To do
1. In the home theater thread, rewrite the stretch from "I have a small" through "for the projector?", replacing "projector" with "video projector".
2. Name each component in the numbered list of the home theater thread.
3. Extend the home theater thread past its final line.

# Entertainment system in den



## asnagesh (Sep 21, 2009)

Hi

I am planning to setup a rudimentary HT system.

I have a small place of 12ft(length) X 10 ft (width) X 9ft (height) room for this purpose.


My idea of a HT is this:
1. projector 
2. screen
3. Player (either from Laptop/ DVD player) or from PS3 blue ray
4. Sound system- I do not have the funds currently for good speakers. I wish to just re-use whatever I have. (Do not know the tech details- connection interface etc).

Is there anything else I would need for this type of setup?
The primary use will be for watching movies and gaming (P3, Xbox)


Can anyone please suggest some models for the projector?

I am completely clueless about the jargon and have very limited knowledge about the various connection interfaces for making this work.

Regards,
Nag


----------



## eugovector (Sep 4, 2006)

Here's the info we'll need to give you advice:
What's your budget?

[Data listing]
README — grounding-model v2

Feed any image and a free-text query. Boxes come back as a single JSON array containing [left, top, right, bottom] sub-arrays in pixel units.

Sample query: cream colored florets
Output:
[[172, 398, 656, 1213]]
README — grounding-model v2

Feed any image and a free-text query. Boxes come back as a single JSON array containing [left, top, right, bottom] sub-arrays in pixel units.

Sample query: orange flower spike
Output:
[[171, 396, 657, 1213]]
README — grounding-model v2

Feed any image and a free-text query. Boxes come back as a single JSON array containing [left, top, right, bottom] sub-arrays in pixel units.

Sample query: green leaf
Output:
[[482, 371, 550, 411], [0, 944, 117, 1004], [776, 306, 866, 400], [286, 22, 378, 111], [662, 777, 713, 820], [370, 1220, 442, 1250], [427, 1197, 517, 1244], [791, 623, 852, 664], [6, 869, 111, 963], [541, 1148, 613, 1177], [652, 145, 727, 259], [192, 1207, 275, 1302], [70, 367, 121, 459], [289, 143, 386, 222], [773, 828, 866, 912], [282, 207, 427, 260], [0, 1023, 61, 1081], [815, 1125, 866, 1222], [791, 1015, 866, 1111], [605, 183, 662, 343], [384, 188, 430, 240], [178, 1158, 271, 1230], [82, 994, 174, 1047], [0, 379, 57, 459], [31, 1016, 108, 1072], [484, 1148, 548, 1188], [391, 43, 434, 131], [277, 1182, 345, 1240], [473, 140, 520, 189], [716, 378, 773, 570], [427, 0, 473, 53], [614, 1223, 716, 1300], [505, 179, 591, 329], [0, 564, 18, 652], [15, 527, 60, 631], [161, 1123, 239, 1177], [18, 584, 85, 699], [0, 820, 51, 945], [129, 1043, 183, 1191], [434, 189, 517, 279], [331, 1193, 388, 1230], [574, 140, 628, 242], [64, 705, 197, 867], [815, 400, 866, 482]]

Results by task
1.
I have a small place of 12ft(length) X 10 ft (width) X 9ft (height) room for this purpose.


My idea of a HT is this:
1. video projector 
2. screen
3. Player (either from Laptop/ DVD player) or from PS3 blue ray
4. Sound system- I do not have the funds currently for good speakers. I wish to just re-use whatever I have. (Do not know the tech details- connection interface etc).

Is there anything else I would need for this type of setup?
The primary use will be for watching movies and gaming (P3, Xbox)


Can anyone please suggest some models for the video projector?

2.
1. Projector
2. Screen
3. Player (laptop, DVD player, or PS3 Blu-ray)
4. Sound system

3.
How far away will you be sitting from your screen?
What speakers/equipment do you have currently?

Thanks,
Marshall


----------



## Jungle Jack (Jul 28, 2009)

Hello,
Welcome to HomeTheaterShack.
What is your budget for this project? Also, what equipment do you currently have? Projectors have come down greatly in price. If on a real tight budget, probably one of the business style projectors will be the way to go as opposed to HT projectors simply because of price.

Given the size of your space, it will be important to find a projector that does well with short throws (distances). Also, a screen will definitely add to your budget.

How about a DLP Rear Projection TV? Mitsubishi makes 65' sets that can be fairly easily found for around 1000 Dollars. Much more tolerant of ambient light in the room and probably cheaper than going with a projector and screen. And, far easier to setup. You could do a DIY screen however and save money if set on going the projector route.

If going with a projector, you will need either a AV Receiver which offers HDMI switching or a HDMI switcher to route your PS3, Xbox, etc. Also, the room needs to be completely dark for the projector to really work well.
Cheers,
JJ


----------



## tonyvdb (Sep 5, 2007)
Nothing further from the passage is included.